━━ Reading passage ━━

Lately, I’ve been having a nagging sense of deja vu. Like a small rock in my shoe. It’s the feeling that internet services can’t be relied on. Back in Y2K, everyone expected the entire system to fail at any given moment. Broken links and sites were fairly common. People just dealt with it. No one expected an email returned right away. Fast forward a decade to cloud computing. Internet services are expected to be even more available than their real world counterparts.
We’ve become accustomed to internet services being as reliable as phone service, available 99 percent of the time. In reality, we’re not quite there. Companies that offer software as a service need to be prepared for crisis communications if and when they experience a service interruption.
Chase.com is an instructive case in what not to do during unplanned down time. On Monday September 13, users began experiencing problems logging in, then the banking service went down – for three days. Late Wednesday, Chase finally restored full service though users continued to report issues. During that time, Chase did little to calm its customers who relied on its internet banking service.
One needs to make friends, before they need to rely on them. Not after. As the crisis began, just when Chase most needed good friends to help tell its story, it had no one to turn to.
To understand the frustration, check out #chasesucks or #chasefail on Twitter. The “I Hate Chase” pages on Facebook are experiencing explosive growth renaisance and with no other alternative, people have taken to venting on what appears to be an unofficial profile.
This became a full blown communications disaster for Chase. It will be interesting to see how Chase responds from here.

━━━

▶ Questions to answer
(a) From the text about the Chase outage, list every Twitter hashtag and every named Facebook page it mentions.
(b) Reproduce the passage of the Chase outage text from "We’ve become accustomed" to "to turn to.", word for word.

━━ Available data ━━

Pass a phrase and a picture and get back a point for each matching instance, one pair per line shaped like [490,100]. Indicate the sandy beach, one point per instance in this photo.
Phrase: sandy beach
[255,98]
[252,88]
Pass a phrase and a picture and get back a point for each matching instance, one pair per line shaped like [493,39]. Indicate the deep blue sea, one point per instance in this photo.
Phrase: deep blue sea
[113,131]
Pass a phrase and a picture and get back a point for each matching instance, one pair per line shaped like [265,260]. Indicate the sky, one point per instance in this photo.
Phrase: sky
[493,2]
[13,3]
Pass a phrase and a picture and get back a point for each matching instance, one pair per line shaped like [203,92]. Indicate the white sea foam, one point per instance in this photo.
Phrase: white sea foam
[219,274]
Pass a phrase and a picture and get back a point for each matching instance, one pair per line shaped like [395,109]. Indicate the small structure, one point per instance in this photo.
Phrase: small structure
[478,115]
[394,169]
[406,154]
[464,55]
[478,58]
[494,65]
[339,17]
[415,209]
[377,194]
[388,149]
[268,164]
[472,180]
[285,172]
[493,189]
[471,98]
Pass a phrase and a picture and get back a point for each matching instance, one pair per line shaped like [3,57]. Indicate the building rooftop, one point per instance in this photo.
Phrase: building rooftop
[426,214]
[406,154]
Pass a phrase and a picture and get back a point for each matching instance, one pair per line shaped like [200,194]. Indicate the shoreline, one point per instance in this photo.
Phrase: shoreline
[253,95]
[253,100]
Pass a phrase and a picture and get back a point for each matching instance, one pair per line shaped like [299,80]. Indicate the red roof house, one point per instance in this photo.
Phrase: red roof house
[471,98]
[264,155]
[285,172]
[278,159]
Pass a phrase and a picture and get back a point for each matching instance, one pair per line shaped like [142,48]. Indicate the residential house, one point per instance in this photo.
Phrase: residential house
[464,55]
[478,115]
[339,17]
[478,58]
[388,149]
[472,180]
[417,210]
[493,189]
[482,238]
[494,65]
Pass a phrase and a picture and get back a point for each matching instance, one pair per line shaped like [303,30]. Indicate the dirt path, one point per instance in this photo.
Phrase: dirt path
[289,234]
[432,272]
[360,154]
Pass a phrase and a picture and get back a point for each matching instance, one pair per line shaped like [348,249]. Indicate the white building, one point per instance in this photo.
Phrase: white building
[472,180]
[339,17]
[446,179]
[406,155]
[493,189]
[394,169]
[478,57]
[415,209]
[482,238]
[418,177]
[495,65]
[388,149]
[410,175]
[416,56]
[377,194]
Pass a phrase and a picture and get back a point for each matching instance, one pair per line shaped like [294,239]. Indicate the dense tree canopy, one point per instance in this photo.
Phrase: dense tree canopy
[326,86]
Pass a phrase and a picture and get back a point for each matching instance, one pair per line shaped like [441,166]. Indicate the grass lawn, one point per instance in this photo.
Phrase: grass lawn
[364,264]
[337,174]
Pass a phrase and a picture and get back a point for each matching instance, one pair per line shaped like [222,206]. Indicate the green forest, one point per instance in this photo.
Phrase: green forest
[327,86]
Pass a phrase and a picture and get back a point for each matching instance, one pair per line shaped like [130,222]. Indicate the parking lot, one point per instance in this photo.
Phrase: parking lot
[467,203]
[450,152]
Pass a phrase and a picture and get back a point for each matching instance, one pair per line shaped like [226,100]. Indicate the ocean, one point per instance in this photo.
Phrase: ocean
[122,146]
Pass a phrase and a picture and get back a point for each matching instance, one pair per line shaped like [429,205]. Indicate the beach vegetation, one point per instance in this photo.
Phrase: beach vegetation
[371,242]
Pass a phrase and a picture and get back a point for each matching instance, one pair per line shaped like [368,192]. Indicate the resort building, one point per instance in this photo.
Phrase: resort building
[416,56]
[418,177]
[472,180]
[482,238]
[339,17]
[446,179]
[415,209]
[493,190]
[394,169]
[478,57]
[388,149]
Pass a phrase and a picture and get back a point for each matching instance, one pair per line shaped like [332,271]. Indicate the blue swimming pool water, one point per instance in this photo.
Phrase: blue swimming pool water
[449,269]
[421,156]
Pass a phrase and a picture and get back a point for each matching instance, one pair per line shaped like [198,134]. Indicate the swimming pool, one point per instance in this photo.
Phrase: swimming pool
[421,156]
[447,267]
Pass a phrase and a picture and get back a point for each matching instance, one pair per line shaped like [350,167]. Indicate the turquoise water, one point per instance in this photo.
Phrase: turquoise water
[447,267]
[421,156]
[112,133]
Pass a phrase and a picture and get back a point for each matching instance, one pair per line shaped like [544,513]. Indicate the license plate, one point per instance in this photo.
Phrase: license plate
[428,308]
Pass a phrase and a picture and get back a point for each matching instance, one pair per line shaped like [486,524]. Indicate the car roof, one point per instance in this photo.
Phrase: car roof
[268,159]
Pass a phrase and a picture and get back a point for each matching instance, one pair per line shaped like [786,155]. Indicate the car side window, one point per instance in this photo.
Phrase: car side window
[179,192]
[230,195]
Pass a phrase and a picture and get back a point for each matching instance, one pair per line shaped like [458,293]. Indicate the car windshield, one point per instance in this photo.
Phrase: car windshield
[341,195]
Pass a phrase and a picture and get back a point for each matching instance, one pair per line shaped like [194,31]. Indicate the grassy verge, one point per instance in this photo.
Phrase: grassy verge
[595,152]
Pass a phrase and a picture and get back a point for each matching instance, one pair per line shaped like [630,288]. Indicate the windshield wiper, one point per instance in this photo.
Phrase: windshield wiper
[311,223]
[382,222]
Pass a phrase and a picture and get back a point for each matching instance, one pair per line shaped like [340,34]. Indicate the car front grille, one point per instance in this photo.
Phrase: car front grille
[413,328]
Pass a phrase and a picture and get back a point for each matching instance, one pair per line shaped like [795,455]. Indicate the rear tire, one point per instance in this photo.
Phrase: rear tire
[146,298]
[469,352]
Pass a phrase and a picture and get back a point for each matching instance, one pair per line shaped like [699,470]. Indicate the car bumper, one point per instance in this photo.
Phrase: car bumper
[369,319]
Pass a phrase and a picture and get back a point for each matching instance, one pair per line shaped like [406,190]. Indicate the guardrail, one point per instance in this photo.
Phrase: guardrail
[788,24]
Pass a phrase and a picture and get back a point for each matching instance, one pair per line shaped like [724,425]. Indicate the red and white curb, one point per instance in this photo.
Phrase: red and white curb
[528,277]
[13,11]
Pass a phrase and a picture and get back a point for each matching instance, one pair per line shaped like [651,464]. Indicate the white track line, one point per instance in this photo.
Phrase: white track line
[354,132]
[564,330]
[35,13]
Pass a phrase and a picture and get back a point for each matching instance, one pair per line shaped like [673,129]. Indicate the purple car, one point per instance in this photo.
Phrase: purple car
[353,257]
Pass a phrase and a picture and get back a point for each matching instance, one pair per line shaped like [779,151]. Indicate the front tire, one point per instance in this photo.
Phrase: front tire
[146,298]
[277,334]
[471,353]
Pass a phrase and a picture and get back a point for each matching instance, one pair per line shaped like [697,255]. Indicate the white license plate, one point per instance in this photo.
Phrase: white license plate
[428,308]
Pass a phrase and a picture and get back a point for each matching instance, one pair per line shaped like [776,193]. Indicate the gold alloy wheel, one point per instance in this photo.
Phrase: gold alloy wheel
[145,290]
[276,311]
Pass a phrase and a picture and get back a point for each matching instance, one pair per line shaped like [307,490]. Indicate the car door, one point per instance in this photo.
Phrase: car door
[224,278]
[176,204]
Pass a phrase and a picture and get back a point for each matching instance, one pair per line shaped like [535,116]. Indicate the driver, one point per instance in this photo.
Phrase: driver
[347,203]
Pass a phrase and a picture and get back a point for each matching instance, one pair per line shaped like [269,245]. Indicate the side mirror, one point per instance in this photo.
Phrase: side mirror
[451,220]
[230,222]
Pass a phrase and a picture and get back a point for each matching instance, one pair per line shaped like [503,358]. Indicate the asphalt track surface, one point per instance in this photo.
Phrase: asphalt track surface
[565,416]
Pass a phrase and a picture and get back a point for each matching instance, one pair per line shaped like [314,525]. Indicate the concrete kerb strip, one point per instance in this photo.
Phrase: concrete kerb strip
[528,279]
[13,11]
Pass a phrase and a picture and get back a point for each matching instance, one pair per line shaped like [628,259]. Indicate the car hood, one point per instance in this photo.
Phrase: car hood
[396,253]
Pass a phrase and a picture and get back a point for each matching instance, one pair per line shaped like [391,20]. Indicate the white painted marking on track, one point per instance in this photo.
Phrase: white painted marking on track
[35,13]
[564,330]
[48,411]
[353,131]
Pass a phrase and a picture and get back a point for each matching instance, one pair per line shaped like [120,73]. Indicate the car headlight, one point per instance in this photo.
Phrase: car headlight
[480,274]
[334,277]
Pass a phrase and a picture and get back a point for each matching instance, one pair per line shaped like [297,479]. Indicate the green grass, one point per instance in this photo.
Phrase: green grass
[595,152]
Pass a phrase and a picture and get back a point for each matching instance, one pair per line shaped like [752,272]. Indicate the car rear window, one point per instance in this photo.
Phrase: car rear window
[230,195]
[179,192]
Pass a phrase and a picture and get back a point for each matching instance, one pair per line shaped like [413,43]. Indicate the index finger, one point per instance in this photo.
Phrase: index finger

━━━

▶ Expected results
(a)
#chasesucks
#chasefail
"I Hate Chase"

(b)
We’ve become accustomed to internet services being as reliable as phone service, available 99 percent of the time. In reality, we’re not quite there. Companies that offer software as a service need to be prepared for crisis communications if and when they experience a service interruption.
Chase.com is an instructive case in what not to do during unplanned down time. On Monday September 13, users began experiencing problems logging in, then the banking service went down – for three days. Late Wednesday, Chase finally restored full service though users continued to report issues. During that time, Chase did little to calm its customers who relied on its internet banking service.
One needs to make friends, before they need to rely on them. Not after. As the crisis began, just when Chase most needed good friends to help tell its story, it had no one to turn to.